Sie befinden sich im Service: RWTH Compute Cluster Linux (HPC)

intelvtune

intelvtune

Kurzinformation

Intel VTune Amplifier is a powerful threading and performance optimization tool for Fortran, C/C++, Java, Assembly and more. It provides both GUI as well as CLI collection and analysis tools and provides a rich set of predefined analysis types. It is also possible to define custom types tailored to one's specific task.


Detailinformation 

To launch the VTune Amplifier GUI:

$ module load intelvtune
$ amplxe-gui
 

Many predefined analysis types are readily available:

  • Basic Hotspots
  • Advanced Hotspots
  • Concurrency
  • Locks and Waits

Those do not require any specific hardware or OS kernel-level support and are available on any machine in the HPC Cluster.

The hardware counter based analysis types like

  • General Exploration
  • CPU Specific Analysis (Bandwidth, ...)

A series of records:
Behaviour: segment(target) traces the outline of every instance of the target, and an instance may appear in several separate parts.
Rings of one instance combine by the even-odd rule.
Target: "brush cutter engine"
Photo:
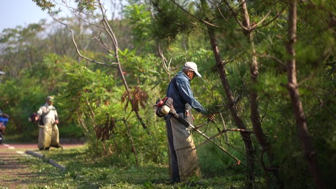
[[[169,113],[172,107],[172,102],[171,98],[167,97],[162,100],[158,100],[156,104],[154,106],[156,115],[160,117],[162,117]]]

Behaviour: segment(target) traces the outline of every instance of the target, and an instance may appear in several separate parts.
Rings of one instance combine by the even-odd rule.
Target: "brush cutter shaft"
[[[224,152],[225,153],[227,154],[230,157],[234,159],[235,160],[236,160],[237,162],[237,164],[241,164],[243,165],[244,166],[246,167],[246,166],[242,162],[239,160],[238,158],[236,158],[232,155],[230,154],[226,150],[224,149],[223,147],[221,146],[219,144],[217,144],[217,143],[215,142],[213,140],[212,140],[212,139],[209,138],[208,136],[205,135],[204,133],[202,133],[200,131],[199,131],[198,129],[196,128],[193,125],[190,124],[188,121],[187,121],[186,120],[183,119],[183,118],[180,117],[180,116],[178,115],[178,114],[176,112],[176,111],[175,111],[175,109],[173,108],[171,108],[170,109],[170,113],[172,113],[173,115],[174,115],[174,117],[177,119],[177,120],[181,122],[182,124],[183,124],[186,127],[190,127],[191,129],[196,131],[198,132],[199,134],[200,134],[201,135],[202,135],[203,136],[205,137],[206,139],[207,139],[208,140],[210,140],[211,141],[212,143],[213,143],[215,145],[217,146],[222,151]]]

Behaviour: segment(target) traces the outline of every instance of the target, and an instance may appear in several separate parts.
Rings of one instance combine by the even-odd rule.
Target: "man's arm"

* WRITTEN PROBLEM
Reproduce the passage of the Intel VTune Amplifier page that begins at the words "Those do not" and stops after "Analysis (Bandwidth, ...)". The records are material separate from the Intel VTune Amplifier page.

* COMPLETED EXERCISE
Those do not require any specific hardware or OS kernel-level support and are available on any machine in the HPC Cluster.

The hardware counter based analysis types like

  • General Exploration
  • CPU Specific Analysis (Bandwidth, ...)